[Begin]
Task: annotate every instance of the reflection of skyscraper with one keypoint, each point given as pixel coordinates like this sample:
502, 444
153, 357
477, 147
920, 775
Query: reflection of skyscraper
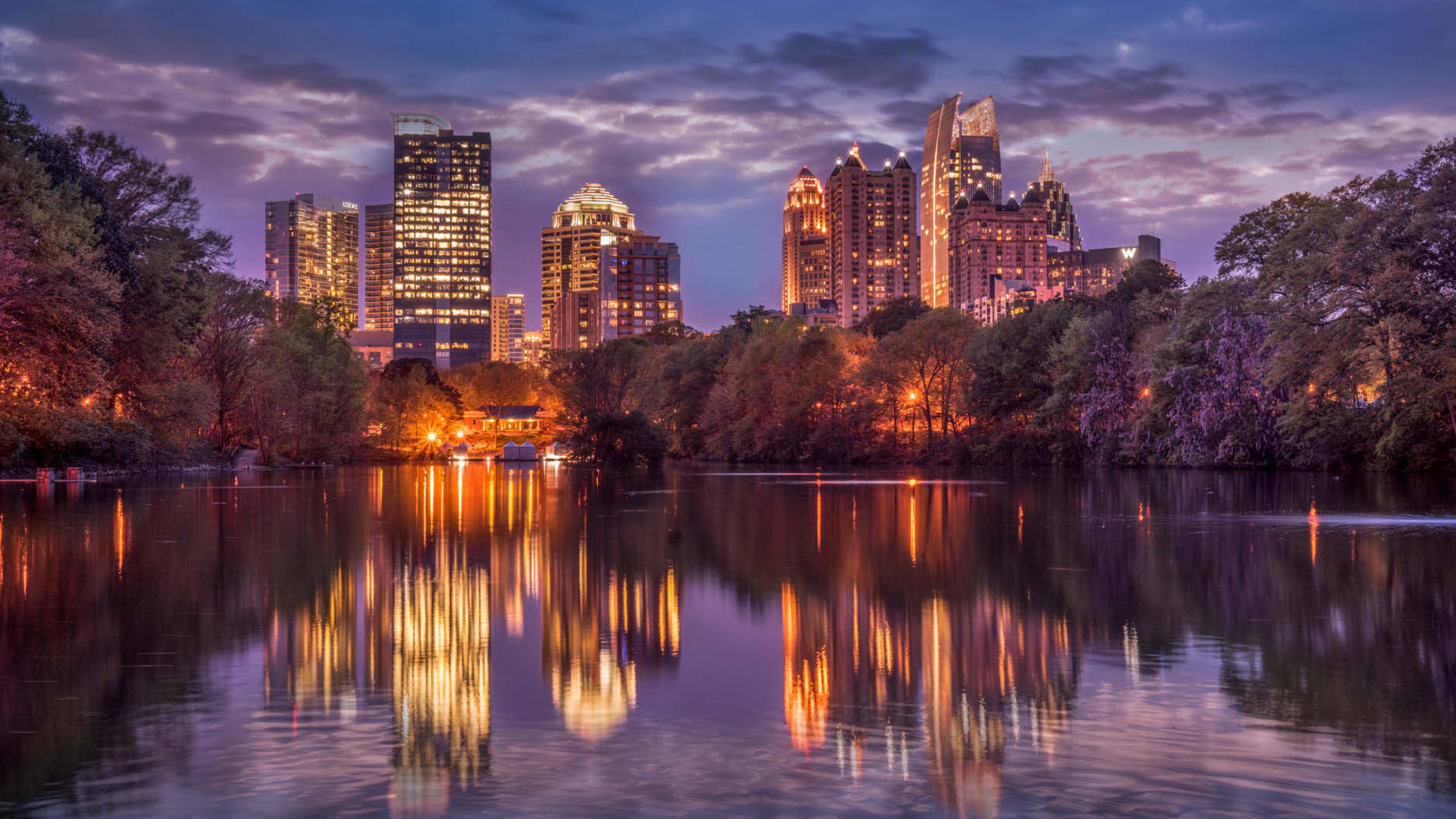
806, 242
874, 256
962, 152
442, 241
312, 250
379, 267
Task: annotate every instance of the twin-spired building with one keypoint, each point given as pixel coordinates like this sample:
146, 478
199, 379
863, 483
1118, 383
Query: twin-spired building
854, 244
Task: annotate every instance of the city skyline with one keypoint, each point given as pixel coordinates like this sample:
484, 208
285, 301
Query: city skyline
1168, 120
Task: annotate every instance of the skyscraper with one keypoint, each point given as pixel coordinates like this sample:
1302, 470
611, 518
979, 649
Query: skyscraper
962, 154
507, 327
991, 241
1062, 222
442, 241
311, 250
874, 256
806, 242
571, 247
379, 267
641, 286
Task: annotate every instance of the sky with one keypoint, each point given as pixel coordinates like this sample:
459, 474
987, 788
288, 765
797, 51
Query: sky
1163, 117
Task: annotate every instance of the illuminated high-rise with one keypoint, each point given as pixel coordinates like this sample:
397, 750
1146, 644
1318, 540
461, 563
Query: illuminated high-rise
571, 247
962, 154
379, 267
1062, 222
311, 250
874, 254
442, 241
806, 242
507, 327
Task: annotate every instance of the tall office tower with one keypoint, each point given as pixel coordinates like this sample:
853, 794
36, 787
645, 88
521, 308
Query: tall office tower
641, 286
576, 320
532, 344
379, 267
991, 242
873, 251
507, 327
806, 242
1062, 222
312, 250
571, 247
962, 154
442, 241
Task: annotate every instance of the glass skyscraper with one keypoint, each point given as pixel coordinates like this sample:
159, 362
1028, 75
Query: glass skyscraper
442, 241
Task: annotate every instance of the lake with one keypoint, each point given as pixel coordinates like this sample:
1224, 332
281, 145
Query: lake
546, 640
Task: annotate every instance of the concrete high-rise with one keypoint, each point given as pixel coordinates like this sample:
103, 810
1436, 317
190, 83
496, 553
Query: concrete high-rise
379, 267
874, 254
1062, 221
442, 241
806, 242
311, 250
507, 327
962, 154
571, 248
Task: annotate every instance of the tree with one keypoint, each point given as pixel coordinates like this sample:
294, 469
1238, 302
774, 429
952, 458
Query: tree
226, 355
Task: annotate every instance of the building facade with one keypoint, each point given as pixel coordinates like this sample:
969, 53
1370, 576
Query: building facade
641, 286
379, 267
576, 320
992, 244
874, 253
507, 327
533, 347
962, 155
806, 242
571, 248
442, 285
1062, 221
311, 250
1095, 271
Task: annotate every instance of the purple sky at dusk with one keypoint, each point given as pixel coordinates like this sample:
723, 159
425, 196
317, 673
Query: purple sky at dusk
1170, 119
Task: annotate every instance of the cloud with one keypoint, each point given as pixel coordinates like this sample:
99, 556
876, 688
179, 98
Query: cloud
857, 60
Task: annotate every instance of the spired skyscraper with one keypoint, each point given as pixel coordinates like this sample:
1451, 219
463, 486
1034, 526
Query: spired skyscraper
442, 241
806, 242
312, 250
962, 155
1062, 222
873, 251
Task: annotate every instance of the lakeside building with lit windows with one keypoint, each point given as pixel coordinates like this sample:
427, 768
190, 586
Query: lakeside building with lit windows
507, 327
806, 242
571, 248
311, 250
379, 267
874, 254
962, 154
1095, 271
991, 242
442, 241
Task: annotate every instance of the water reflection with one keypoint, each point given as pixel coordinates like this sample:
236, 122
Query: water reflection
922, 637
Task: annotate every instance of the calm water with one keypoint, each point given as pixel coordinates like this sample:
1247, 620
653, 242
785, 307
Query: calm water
557, 642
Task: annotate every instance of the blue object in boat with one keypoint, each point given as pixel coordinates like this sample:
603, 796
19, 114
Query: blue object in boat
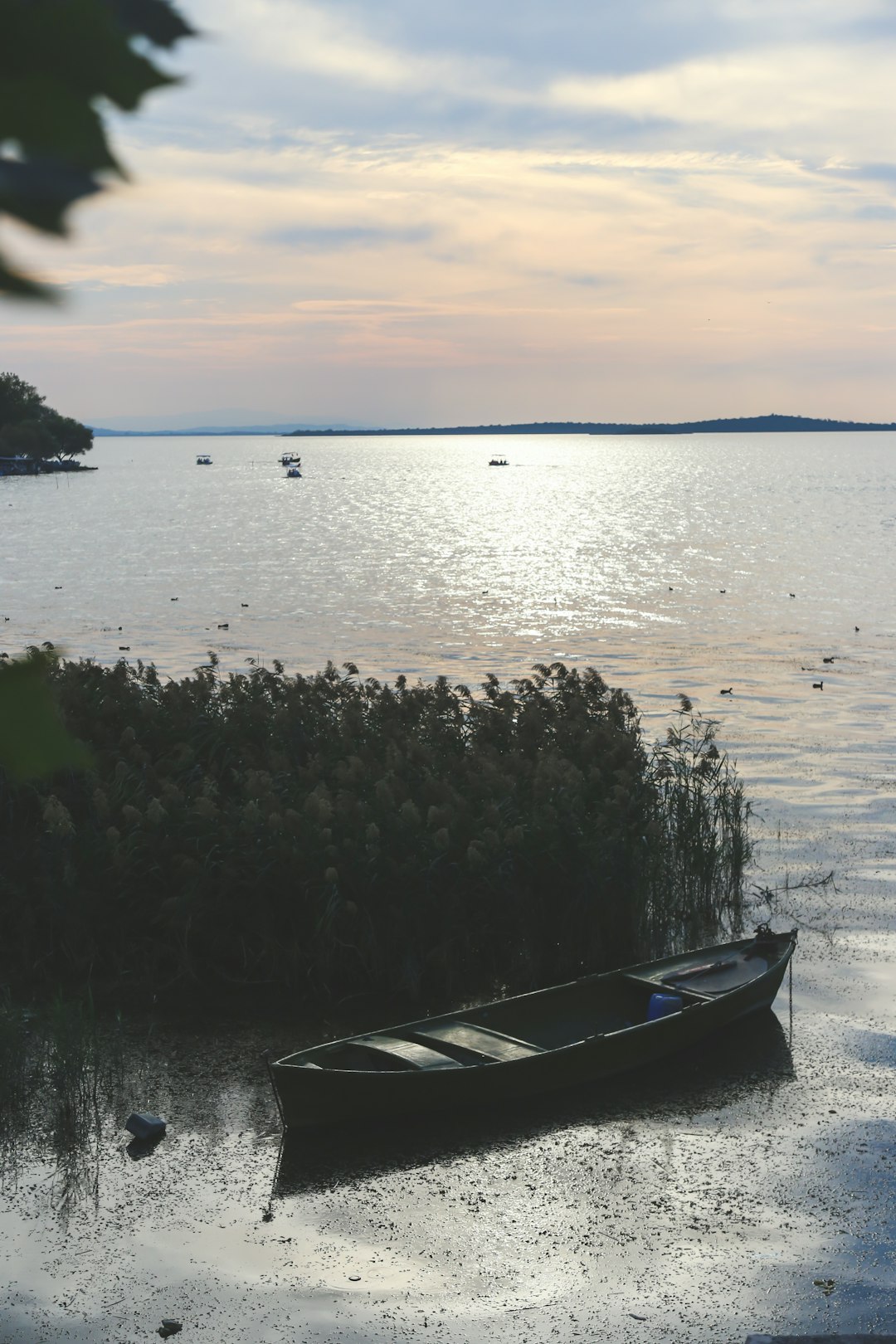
661, 1006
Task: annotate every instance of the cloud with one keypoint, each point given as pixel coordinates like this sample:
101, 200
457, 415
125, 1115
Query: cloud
811, 95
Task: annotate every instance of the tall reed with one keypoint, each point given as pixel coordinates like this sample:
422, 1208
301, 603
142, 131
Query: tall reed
332, 835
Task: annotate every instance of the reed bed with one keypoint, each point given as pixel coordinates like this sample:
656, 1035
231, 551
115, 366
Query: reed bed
334, 836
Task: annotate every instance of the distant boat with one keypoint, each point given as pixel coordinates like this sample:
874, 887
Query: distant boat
590, 1029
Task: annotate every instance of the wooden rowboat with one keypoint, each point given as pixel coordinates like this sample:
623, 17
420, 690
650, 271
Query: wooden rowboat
578, 1032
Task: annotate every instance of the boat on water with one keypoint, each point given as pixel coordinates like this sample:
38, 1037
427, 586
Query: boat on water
533, 1043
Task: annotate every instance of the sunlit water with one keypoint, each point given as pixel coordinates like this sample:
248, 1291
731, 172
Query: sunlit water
703, 1205
665, 562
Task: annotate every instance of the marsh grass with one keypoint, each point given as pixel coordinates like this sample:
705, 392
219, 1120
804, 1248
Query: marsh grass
334, 836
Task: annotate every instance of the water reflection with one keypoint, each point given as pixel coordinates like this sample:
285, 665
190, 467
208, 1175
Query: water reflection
752, 1060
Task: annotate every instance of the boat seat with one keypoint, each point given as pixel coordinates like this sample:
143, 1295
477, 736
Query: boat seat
411, 1054
480, 1040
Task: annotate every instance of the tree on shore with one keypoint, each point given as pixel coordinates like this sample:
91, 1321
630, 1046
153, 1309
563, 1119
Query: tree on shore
32, 429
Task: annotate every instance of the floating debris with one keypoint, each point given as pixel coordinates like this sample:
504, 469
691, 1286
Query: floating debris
143, 1125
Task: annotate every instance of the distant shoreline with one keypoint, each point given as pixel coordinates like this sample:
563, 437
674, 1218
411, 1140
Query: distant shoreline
744, 425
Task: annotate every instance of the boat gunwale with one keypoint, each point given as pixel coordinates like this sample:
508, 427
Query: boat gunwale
297, 1058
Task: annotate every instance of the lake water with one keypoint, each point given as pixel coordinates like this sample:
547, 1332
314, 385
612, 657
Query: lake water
696, 1205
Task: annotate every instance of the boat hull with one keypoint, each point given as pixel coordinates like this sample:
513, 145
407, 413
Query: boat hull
310, 1096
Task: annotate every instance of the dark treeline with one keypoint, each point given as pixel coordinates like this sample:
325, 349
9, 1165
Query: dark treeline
733, 425
329, 836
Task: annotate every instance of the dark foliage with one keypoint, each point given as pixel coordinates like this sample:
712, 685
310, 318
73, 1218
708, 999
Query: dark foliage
60, 61
32, 429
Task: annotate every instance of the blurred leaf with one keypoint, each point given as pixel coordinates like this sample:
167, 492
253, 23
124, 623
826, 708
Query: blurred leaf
21, 286
52, 121
152, 19
39, 191
60, 60
32, 738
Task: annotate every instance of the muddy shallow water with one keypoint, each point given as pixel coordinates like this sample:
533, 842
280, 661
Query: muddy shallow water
699, 1203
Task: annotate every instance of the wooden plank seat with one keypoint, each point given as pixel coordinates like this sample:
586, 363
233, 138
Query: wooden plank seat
411, 1054
479, 1040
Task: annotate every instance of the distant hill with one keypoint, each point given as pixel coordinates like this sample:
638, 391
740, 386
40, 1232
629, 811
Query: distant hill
742, 425
219, 431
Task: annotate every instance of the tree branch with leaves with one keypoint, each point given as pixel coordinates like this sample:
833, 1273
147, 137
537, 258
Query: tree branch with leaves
60, 62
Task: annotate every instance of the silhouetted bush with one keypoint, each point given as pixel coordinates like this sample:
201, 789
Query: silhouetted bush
334, 836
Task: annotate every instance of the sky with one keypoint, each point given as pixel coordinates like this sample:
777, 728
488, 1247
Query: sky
414, 214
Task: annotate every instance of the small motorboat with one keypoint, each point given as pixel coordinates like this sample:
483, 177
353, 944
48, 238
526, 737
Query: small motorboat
519, 1047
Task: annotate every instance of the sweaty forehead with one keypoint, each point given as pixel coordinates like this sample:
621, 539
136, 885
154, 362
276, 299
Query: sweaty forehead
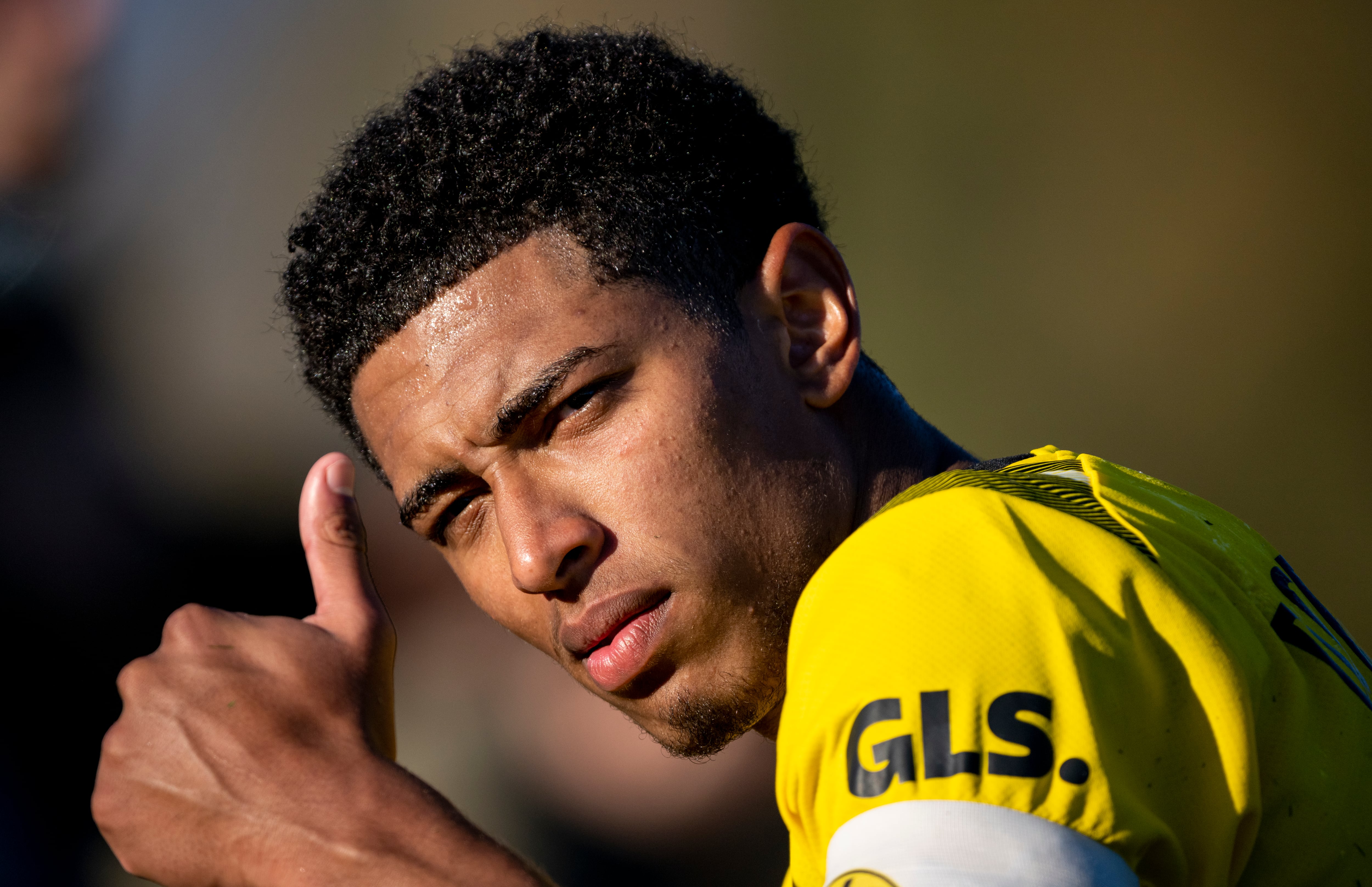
[End]
-- WHAT NEEDS TO BE DONE --
State how many lines of the records contain the word "shallow", matching case exactly. Give only the number.

-- SOLVED PROBLEM --
2